▶ _Supplied data_
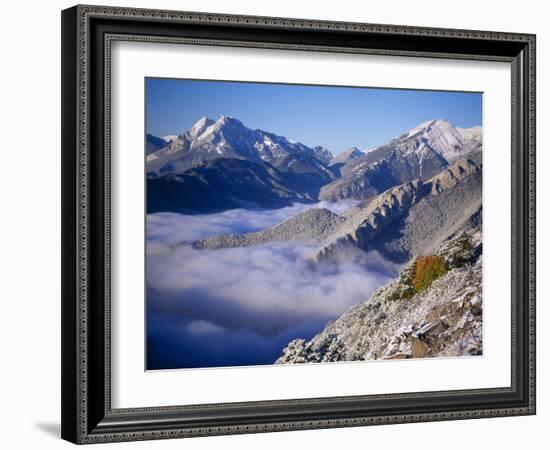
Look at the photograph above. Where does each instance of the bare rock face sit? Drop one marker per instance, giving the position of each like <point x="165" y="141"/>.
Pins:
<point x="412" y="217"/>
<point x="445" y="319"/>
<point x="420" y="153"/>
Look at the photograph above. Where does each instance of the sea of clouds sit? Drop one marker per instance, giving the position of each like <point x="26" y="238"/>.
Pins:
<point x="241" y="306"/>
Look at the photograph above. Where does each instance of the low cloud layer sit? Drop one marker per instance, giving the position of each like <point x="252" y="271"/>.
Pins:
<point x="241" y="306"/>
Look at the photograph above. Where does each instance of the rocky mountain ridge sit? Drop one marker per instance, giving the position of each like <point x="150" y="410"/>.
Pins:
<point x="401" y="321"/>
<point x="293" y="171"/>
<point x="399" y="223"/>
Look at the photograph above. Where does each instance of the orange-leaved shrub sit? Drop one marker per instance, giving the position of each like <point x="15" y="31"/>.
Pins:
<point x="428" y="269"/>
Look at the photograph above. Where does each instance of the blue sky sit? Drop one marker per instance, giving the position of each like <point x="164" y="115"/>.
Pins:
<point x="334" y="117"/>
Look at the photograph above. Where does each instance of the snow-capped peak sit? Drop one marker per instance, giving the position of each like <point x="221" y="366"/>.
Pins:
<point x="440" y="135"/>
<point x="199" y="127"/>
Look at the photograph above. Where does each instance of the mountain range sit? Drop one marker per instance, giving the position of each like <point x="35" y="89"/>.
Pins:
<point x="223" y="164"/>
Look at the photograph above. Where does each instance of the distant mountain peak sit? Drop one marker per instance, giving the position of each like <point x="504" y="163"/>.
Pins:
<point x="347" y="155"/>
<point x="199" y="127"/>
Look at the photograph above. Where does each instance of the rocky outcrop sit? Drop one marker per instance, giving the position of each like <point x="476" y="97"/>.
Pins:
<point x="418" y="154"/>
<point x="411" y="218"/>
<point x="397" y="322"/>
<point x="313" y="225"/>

* * *

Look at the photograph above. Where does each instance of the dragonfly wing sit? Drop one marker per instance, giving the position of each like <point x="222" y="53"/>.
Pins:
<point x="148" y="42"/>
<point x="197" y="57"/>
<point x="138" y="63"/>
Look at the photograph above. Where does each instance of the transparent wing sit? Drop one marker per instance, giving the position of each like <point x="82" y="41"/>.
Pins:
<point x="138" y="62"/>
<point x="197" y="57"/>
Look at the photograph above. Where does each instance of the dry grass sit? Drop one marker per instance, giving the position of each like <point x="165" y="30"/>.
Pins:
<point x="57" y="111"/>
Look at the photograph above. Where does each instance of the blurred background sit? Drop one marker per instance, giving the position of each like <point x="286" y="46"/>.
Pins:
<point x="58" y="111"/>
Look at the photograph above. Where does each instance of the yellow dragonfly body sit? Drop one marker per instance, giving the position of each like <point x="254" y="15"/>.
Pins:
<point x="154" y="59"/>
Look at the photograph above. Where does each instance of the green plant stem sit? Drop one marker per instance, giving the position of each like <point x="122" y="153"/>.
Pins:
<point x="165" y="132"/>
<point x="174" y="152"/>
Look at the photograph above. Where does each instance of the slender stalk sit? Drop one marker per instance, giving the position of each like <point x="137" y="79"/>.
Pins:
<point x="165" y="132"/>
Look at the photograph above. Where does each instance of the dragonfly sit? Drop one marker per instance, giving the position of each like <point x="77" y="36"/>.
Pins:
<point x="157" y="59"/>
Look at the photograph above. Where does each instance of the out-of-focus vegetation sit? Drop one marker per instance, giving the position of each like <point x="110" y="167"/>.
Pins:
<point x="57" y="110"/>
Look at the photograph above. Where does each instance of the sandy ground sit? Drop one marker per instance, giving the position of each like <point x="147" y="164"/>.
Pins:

▶ _Task description_
Copy each line of the entries that includes the word "mountain".

▶ _Answer area_
Look at the photograph above. Where does each instance of the rocky mountain ridge sit? Drop one marker per instance, giving the position of each like <point x="150" y="410"/>.
Look at the photograph above. Where does each instance of the mountain range sit? Drop one marker per instance, giving the position of each like <point x="35" y="89"/>.
Look at the photograph above. Where does each instance of the distant mountain peak sit? Drop one marker per instance, giving the position of each like <point x="504" y="163"/>.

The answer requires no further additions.